(Dataset entries)
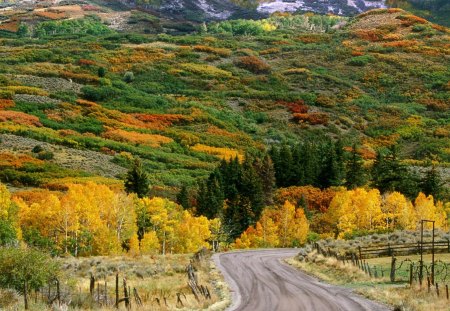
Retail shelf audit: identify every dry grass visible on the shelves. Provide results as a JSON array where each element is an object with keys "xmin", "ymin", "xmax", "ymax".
[
  {"xmin": 287, "ymin": 251, "xmax": 450, "ymax": 311},
  {"xmin": 3, "ymin": 253, "xmax": 226, "ymax": 311}
]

What is required. Transcribe the data word for word, with no images.

Output of the exercise.
Retail shelf audit: identify every dry grass visible on the shelves. Provide results as a JSON array where each element is an object with keys "xmin", "ymin", "xmax", "ymax".
[
  {"xmin": 287, "ymin": 251, "xmax": 450, "ymax": 311},
  {"xmin": 3, "ymin": 253, "xmax": 226, "ymax": 311}
]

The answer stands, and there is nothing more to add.